Exclude the pictures, then copy all remaining records exactly.

#####

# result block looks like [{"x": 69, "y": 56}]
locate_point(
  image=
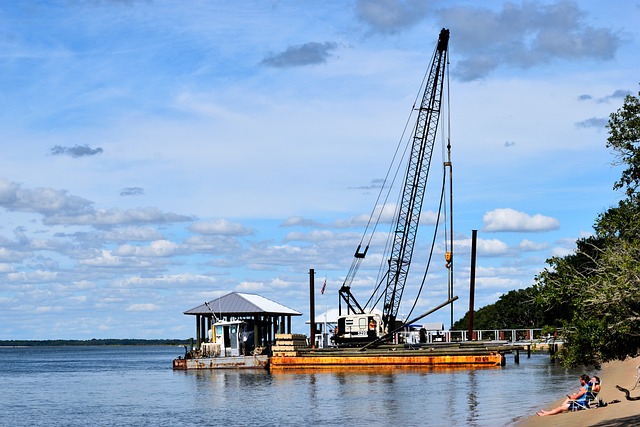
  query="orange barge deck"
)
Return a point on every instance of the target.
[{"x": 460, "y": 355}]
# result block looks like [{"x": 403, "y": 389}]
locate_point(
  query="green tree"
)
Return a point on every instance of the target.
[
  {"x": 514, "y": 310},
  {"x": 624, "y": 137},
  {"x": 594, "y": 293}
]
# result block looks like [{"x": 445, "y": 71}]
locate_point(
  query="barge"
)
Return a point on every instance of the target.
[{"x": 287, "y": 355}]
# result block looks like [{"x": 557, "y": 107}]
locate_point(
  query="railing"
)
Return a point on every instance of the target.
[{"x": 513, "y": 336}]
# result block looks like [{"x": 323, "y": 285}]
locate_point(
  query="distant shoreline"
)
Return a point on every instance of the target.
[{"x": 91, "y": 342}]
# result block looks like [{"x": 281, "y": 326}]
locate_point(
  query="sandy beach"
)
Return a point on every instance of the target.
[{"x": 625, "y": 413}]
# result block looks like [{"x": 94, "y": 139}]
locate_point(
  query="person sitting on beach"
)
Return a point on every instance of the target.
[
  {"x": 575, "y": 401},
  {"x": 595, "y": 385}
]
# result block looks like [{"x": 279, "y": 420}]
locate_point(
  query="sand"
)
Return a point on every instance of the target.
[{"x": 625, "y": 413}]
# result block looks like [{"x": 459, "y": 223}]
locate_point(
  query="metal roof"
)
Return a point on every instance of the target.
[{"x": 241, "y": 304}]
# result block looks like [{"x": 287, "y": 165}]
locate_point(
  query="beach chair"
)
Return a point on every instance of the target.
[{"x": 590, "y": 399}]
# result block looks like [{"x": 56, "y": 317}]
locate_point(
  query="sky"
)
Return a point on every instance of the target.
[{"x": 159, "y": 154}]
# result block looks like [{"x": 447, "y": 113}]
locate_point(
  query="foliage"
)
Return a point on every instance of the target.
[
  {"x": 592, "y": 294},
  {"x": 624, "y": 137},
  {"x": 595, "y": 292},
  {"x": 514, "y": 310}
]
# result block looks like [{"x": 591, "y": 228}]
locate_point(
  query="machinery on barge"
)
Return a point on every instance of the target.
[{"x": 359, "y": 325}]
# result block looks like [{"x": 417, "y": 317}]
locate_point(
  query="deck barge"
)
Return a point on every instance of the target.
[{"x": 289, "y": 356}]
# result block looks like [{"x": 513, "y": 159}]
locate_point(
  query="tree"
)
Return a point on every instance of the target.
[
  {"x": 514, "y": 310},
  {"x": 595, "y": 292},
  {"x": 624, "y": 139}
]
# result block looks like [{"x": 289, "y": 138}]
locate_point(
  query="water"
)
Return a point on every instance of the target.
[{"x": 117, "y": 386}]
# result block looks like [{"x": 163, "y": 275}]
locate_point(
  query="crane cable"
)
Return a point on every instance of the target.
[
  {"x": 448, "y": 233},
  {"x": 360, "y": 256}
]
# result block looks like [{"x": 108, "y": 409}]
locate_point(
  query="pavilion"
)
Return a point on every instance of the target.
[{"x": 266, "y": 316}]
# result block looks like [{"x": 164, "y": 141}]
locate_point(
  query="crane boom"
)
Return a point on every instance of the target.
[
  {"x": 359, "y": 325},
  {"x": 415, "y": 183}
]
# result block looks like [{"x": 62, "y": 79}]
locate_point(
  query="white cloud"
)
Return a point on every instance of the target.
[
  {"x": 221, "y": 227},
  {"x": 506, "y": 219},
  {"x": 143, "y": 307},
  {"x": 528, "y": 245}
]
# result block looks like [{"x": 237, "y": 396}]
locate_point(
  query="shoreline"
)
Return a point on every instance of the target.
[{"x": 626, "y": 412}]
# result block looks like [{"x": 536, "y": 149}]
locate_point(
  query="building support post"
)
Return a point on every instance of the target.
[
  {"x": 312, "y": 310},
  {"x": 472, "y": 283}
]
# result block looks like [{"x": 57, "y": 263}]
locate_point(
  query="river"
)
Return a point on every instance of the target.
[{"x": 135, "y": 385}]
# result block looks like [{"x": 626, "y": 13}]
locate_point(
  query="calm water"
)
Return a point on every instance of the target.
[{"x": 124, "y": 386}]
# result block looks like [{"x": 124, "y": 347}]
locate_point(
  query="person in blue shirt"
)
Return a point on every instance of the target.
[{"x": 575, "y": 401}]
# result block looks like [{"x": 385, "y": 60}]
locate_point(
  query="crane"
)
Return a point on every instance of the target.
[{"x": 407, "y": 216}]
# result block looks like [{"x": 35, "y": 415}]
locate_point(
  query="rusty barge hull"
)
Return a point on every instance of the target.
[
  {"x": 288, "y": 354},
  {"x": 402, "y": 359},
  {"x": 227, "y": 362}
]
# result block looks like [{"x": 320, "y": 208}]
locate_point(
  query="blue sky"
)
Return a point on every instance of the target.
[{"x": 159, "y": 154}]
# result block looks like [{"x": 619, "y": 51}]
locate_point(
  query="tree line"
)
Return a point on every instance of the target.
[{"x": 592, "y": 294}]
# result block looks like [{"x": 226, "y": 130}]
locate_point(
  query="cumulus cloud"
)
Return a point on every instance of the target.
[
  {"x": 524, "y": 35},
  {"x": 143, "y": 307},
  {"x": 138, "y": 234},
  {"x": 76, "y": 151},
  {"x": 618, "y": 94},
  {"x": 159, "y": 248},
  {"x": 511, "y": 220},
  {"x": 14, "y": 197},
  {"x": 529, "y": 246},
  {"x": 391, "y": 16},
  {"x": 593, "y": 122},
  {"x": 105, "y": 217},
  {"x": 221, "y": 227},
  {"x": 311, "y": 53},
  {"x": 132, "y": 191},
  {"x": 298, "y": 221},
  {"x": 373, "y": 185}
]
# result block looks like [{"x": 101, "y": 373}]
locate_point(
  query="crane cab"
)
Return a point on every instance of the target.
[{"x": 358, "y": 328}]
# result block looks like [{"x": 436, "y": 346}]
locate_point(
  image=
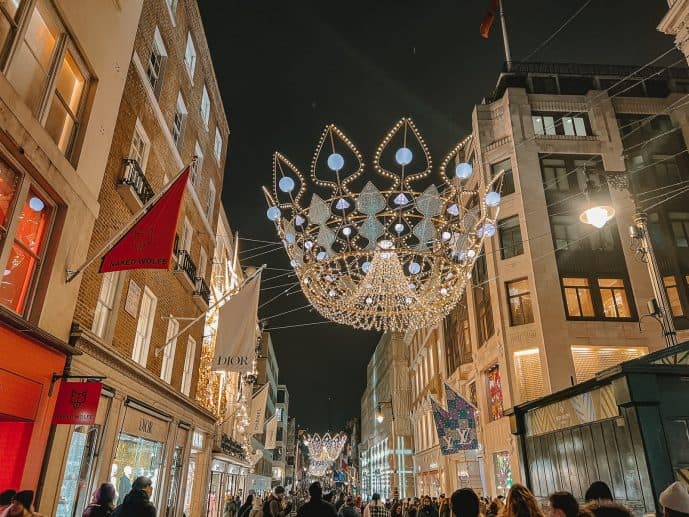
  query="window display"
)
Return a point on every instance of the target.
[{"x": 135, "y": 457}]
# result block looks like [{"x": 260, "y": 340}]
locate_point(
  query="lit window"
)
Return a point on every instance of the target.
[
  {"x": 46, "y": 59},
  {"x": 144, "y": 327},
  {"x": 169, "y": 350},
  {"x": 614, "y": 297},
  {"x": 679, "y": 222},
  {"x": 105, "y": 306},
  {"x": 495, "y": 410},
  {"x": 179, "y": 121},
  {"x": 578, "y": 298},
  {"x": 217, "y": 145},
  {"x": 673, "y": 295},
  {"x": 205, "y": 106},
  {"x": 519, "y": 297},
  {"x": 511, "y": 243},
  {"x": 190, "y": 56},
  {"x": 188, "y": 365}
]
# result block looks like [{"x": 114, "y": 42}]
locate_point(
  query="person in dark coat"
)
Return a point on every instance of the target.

#####

• [Worked answer]:
# result block looks like [{"x": 69, "y": 56}]
locate_point(
  image=
  query="orange barge deck"
)
Return a point on every instance of the target.
[{"x": 460, "y": 355}]
# result block looks like [{"x": 403, "y": 389}]
locate_point(
  query="green tree"
)
Return a point on every instance of the target.
[
  {"x": 514, "y": 310},
  {"x": 624, "y": 137},
  {"x": 594, "y": 293}
]
# result block looks like [{"x": 445, "y": 71}]
locate_point(
  query="barge"
)
Return a point on every instance of the target.
[{"x": 287, "y": 355}]
# result block looks like [{"x": 557, "y": 107}]
locate_point(
  query="railing"
)
Return a point on every instance of the target.
[{"x": 513, "y": 336}]
# result block looks like [{"x": 323, "y": 285}]
locate_point(
  query="distant shoreline"
)
Return a point on every instance of the target.
[{"x": 91, "y": 342}]
# result block looks like [{"x": 281, "y": 326}]
locate_point(
  query="sandy beach"
)
Return a point on every instance of the target.
[{"x": 625, "y": 413}]
# result block looks like [{"x": 94, "y": 139}]
locate_point(
  query="person sitting on beach"
)
Return a point on every instance of the target.
[
  {"x": 575, "y": 401},
  {"x": 595, "y": 385}
]
# result block looks like [{"x": 279, "y": 420}]
locate_point(
  query="sand"
)
Return a point on every instance of the target.
[{"x": 625, "y": 413}]
# result block looks like [{"x": 459, "y": 223}]
locate_point(
  query="metal roof"
)
Return a point on every instance of the target.
[{"x": 241, "y": 304}]
# result block looks like [{"x": 287, "y": 165}]
locate_point(
  query="beach chair"
)
Return a point on every instance of the target.
[{"x": 590, "y": 399}]
# result block looks like [{"x": 56, "y": 317}]
locate_point(
  query="sky"
)
Return a point on every instance of the target.
[{"x": 159, "y": 154}]
# result block looks like [{"x": 447, "y": 113}]
locate_point(
  query="foliage"
)
Return a point on every instance of the target.
[
  {"x": 592, "y": 294},
  {"x": 624, "y": 137},
  {"x": 595, "y": 292},
  {"x": 514, "y": 310}
]
# result block looks like [{"x": 591, "y": 228}]
locate_point(
  query="machinery on barge"
)
Return a point on every instance of the target.
[{"x": 359, "y": 325}]
# result block looks like [{"x": 417, "y": 317}]
locate_point(
  query="deck barge"
)
Return a point on every instance of the target.
[{"x": 289, "y": 356}]
# result block looks like [{"x": 513, "y": 159}]
locate_point(
  query="tree"
)
Return a point on every instance of the target.
[
  {"x": 514, "y": 310},
  {"x": 595, "y": 292},
  {"x": 624, "y": 139}
]
# result block looks like [{"x": 289, "y": 138}]
locate_point(
  query="water"
)
Return a point on every instance of the target.
[{"x": 117, "y": 386}]
# result block looks like [{"x": 163, "y": 275}]
locate_point(
  query="crane cable"
)
Return a point on every instance of the target.
[
  {"x": 448, "y": 233},
  {"x": 360, "y": 256}
]
# result block looks like [{"x": 108, "y": 409}]
locate_point(
  query="pavilion"
)
Return a point on every instance of the target.
[{"x": 266, "y": 316}]
# result block looks like [{"x": 164, "y": 141}]
locate_point(
  query="crane boom"
)
Return a point on every instance of the target.
[
  {"x": 359, "y": 325},
  {"x": 415, "y": 183}
]
# result block looks like [{"x": 62, "y": 79}]
locate_point(
  query="white cloud"
)
Return a point on every instance of the target.
[
  {"x": 221, "y": 227},
  {"x": 506, "y": 219},
  {"x": 143, "y": 307},
  {"x": 528, "y": 245}
]
# result block looks like [{"x": 237, "y": 396}]
locate_point(
  query="shoreline"
)
Return a point on every instance of the target.
[{"x": 626, "y": 412}]
# result block looks like [{"x": 536, "y": 149}]
locate_point(
  query="building support post"
)
Return a point on every instance of the target.
[
  {"x": 312, "y": 310},
  {"x": 472, "y": 283}
]
# result block looks like [{"x": 57, "y": 263}]
locate_point(
  query="river"
)
Return a point on every instance of the target.
[{"x": 135, "y": 385}]
# result block looks like [{"x": 626, "y": 13}]
locate_point(
  query="calm water"
)
Return a point on every instance of the target.
[{"x": 124, "y": 386}]
# result block looks like [{"x": 124, "y": 347}]
locate_point(
  query="person in blue shirt"
)
Return a point on every instance of the target.
[{"x": 575, "y": 401}]
# result block looks like [{"x": 385, "y": 60}]
locate_point(
  query="crane"
)
Return a point on every instance of the target.
[{"x": 407, "y": 216}]
# result block looks like [{"x": 35, "y": 415}]
locate_point(
  query="rusty barge hull"
)
Return a point on every instance of the target.
[
  {"x": 288, "y": 354},
  {"x": 402, "y": 359},
  {"x": 227, "y": 362}
]
# result block looks like [{"x": 320, "y": 208}]
locate_point(
  query="blue sky"
)
Return a point on every instance of the target.
[{"x": 159, "y": 154}]
# result block looks like [{"x": 619, "y": 51}]
locate_point(
  query="tree line"
)
Return a point on every instance of the target.
[{"x": 592, "y": 294}]
# result block looks like [{"x": 226, "y": 130}]
locate_point(
  query="cumulus cloud"
)
Return a point on every instance of the target.
[
  {"x": 524, "y": 35},
  {"x": 143, "y": 307},
  {"x": 138, "y": 234},
  {"x": 76, "y": 151},
  {"x": 618, "y": 94},
  {"x": 159, "y": 248},
  {"x": 511, "y": 220},
  {"x": 14, "y": 197},
  {"x": 529, "y": 246},
  {"x": 391, "y": 16},
  {"x": 593, "y": 122},
  {"x": 105, "y": 217},
  {"x": 221, "y": 227},
  {"x": 311, "y": 53},
  {"x": 132, "y": 191},
  {"x": 298, "y": 221},
  {"x": 373, "y": 185}
]
# result block looks like [{"x": 101, "y": 373}]
locate_point(
  query="crane cab"
)
Return a point on every instance of the target.
[{"x": 358, "y": 328}]
# result block looks like [{"x": 436, "y": 346}]
locate_point(
  image=
  query="window display"
)
Return a point on every instance of the target.
[{"x": 135, "y": 457}]
# result block looks like [{"x": 260, "y": 340}]
locate_point(
  query="lit window"
)
Return a point on every instance of the target.
[
  {"x": 46, "y": 59},
  {"x": 144, "y": 327},
  {"x": 169, "y": 350},
  {"x": 614, "y": 297},
  {"x": 679, "y": 222},
  {"x": 105, "y": 306},
  {"x": 495, "y": 410},
  {"x": 179, "y": 121},
  {"x": 578, "y": 298},
  {"x": 217, "y": 145},
  {"x": 673, "y": 295},
  {"x": 205, "y": 106},
  {"x": 519, "y": 297},
  {"x": 511, "y": 243},
  {"x": 190, "y": 56},
  {"x": 188, "y": 365}
]
# result block looks like [{"x": 114, "y": 42}]
locate_point(
  query="person in dark coat"
)
Return a point on every instance of the target.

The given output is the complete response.